Dataset excerpts:
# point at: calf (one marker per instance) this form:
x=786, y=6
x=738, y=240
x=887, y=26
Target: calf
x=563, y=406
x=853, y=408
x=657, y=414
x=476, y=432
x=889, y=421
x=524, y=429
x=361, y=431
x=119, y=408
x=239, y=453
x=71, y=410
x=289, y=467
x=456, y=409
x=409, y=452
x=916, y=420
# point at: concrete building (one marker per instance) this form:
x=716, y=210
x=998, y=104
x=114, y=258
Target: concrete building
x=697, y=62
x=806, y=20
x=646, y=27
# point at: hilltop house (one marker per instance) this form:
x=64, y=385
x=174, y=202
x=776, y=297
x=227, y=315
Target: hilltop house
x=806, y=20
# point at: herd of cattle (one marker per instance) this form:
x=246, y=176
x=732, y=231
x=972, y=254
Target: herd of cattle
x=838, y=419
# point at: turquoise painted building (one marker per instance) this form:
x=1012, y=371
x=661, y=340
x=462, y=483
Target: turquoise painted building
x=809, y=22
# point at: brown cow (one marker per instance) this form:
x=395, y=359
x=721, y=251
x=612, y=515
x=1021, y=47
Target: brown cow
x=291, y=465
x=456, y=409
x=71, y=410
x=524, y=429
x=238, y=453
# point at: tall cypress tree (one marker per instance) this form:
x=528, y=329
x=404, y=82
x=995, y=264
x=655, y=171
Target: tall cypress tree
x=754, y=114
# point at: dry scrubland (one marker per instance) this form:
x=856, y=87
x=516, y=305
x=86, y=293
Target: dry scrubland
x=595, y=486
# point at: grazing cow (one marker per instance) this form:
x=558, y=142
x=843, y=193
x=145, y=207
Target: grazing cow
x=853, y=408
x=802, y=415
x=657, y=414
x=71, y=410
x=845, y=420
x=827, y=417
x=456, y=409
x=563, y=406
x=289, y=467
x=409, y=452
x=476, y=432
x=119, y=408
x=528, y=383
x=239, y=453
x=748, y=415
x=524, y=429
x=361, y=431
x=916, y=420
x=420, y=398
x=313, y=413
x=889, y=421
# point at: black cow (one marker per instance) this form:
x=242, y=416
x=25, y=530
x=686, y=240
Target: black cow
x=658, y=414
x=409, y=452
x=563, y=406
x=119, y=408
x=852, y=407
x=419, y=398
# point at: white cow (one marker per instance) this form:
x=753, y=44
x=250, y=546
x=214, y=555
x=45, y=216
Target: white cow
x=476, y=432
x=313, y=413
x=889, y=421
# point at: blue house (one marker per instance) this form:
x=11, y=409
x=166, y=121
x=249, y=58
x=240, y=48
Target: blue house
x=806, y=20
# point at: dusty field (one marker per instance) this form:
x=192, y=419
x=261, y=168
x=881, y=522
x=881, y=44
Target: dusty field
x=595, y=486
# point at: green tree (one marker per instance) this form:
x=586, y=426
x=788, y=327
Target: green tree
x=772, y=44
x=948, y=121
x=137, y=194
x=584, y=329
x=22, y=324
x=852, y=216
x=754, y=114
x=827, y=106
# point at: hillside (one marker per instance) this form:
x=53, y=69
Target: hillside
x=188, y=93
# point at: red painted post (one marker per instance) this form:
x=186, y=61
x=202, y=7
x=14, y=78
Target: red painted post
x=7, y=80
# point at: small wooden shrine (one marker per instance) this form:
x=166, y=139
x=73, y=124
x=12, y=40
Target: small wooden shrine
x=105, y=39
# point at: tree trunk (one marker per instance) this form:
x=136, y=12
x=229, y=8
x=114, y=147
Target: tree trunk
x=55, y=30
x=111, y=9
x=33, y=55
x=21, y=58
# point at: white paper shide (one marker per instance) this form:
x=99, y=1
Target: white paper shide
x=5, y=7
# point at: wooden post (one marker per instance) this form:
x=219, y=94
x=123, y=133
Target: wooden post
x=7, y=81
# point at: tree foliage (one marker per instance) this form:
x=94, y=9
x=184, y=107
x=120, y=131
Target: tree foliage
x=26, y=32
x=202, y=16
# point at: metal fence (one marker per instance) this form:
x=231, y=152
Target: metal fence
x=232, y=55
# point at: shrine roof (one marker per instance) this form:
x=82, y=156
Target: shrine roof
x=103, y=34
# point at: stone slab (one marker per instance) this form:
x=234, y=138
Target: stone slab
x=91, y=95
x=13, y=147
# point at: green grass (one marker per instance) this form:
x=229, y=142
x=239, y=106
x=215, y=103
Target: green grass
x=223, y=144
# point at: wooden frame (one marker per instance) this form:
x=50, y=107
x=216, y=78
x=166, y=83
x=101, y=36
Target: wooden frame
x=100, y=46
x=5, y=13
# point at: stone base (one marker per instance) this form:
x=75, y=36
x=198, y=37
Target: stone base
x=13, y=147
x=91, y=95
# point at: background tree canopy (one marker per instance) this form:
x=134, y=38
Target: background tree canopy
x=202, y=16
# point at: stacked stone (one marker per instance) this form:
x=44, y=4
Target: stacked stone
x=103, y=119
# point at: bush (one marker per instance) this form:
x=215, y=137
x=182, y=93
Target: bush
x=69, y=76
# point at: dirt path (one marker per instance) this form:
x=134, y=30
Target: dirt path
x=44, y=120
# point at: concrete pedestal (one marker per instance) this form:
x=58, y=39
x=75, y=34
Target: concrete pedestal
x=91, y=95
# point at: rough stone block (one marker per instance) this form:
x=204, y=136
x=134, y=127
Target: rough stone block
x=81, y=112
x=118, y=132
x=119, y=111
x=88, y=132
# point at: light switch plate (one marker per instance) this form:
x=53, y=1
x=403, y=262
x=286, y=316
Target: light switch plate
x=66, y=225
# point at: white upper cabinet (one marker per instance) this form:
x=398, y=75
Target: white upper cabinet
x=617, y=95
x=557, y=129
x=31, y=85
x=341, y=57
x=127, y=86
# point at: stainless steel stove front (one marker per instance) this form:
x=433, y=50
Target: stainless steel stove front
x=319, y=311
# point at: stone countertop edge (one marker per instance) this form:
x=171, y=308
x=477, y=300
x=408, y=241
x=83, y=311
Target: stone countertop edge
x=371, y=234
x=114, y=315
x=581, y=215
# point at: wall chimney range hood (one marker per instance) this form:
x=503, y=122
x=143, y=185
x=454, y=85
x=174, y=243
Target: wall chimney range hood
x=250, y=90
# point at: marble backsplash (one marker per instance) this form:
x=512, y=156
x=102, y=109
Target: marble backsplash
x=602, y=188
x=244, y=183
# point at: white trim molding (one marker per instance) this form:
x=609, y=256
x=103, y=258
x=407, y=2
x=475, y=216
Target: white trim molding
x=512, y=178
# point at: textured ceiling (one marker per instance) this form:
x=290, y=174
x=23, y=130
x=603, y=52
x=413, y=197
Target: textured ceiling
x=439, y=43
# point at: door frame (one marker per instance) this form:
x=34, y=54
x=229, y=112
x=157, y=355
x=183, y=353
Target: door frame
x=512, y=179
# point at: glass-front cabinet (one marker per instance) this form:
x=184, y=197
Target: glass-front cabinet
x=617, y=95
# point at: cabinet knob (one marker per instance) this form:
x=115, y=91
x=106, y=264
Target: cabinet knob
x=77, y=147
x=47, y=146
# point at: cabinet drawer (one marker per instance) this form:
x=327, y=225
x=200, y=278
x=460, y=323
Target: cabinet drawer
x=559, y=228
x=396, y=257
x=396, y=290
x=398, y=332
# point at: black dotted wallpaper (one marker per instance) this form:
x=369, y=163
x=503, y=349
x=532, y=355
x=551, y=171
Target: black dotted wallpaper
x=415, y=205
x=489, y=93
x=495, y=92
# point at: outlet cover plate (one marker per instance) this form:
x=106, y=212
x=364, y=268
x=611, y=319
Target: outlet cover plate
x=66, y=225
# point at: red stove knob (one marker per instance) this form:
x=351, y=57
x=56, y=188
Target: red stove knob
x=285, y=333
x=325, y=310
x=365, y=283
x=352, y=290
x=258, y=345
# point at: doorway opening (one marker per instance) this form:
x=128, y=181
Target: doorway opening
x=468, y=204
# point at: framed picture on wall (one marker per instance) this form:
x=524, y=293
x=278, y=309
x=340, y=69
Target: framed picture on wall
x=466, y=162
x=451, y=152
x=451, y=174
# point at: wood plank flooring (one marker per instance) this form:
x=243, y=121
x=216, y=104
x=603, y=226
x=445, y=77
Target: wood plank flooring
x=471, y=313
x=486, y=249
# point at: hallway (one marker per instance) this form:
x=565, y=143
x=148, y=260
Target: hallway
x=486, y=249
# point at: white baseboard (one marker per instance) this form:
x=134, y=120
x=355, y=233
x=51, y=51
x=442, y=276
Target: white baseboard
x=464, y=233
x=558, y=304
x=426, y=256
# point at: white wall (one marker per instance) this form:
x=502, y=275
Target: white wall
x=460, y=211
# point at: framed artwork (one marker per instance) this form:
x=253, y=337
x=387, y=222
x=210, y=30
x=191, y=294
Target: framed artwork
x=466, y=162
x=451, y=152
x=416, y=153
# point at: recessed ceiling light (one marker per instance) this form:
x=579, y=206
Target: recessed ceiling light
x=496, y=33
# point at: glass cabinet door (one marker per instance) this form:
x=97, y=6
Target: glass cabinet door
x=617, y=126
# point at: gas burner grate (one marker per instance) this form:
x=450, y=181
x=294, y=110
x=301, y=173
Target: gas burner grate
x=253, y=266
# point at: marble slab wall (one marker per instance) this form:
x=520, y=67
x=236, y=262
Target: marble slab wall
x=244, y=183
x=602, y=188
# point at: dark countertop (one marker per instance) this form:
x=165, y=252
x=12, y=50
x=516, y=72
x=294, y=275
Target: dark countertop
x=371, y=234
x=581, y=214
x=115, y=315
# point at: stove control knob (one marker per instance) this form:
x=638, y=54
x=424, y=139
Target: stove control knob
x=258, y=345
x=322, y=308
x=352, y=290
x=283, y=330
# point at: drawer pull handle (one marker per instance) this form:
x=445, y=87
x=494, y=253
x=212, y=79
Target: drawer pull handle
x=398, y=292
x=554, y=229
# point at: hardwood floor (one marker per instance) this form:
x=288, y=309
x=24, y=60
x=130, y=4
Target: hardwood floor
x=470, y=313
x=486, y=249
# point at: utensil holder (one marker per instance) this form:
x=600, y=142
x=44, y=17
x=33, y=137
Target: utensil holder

Task brief: Can you render everything in the data above, from the line containing "# point at: stone slab" down to the line containing "x=581, y=215", as a numbered list with blank lines left out?

Task result:
1. # point at: stone slab (one marker per instance) this form:
2. x=234, y=138
3. Target: stone slab
4. x=91, y=95
5. x=13, y=147
6. # point at: green grass (one marker per instance) this form:
7. x=229, y=142
8. x=239, y=106
9. x=215, y=103
10. Target: green grass
11. x=223, y=144
12. # point at: wooden frame (one marker per instance) this form:
13. x=50, y=107
14. x=216, y=78
15. x=166, y=83
16. x=101, y=36
17. Target: wooden frame
18. x=100, y=46
19. x=5, y=13
20. # point at: stone base (one marker per instance) this form:
21. x=75, y=36
22. x=198, y=37
23. Target: stone base
24. x=13, y=147
25. x=91, y=95
26. # point at: background tree canopy (one marker per instance) this form:
27. x=134, y=38
28. Target: background tree canopy
29. x=202, y=16
30. # point at: stacked stone (one marker per instance) this form:
31. x=44, y=4
32. Target: stacked stone
33. x=103, y=119
34. # point at: bush (one marker per instance) this form:
35. x=215, y=137
36. x=182, y=93
37. Target: bush
38. x=69, y=76
39. # point at: dirt path (one marker per instance) this form:
40. x=134, y=30
41. Target: dirt path
42. x=44, y=120
43. # point at: concrete pedestal (one marker per instance) this form:
44. x=58, y=39
45. x=75, y=34
46. Target: concrete pedestal
47. x=91, y=95
48. # point at: rough stone block (one marker per instance) this form:
49. x=204, y=136
50. x=134, y=127
51. Target: rough stone block
52. x=81, y=112
53. x=118, y=132
54. x=119, y=111
55. x=88, y=132
56. # point at: light switch plate (one marker per instance) this form:
57. x=53, y=1
58. x=403, y=262
59. x=286, y=316
60. Target: light switch plate
61. x=66, y=225
62. # point at: white upper cabinet (one marker per instance) this form:
63. x=398, y=75
64. Target: white upper cabinet
65. x=617, y=95
66. x=557, y=129
67. x=31, y=85
68. x=341, y=57
69. x=127, y=86
70. # point at: stainless steel stove front (one marker per instance) this form:
71. x=433, y=50
72. Target: stainless steel stove front
73. x=319, y=311
74. # point at: stone countertop edge (one marker per instance) this form:
75. x=171, y=308
76. x=477, y=300
77. x=408, y=241
78. x=83, y=311
79. Target: stone countertop edge
80. x=371, y=234
81. x=114, y=315
82. x=581, y=215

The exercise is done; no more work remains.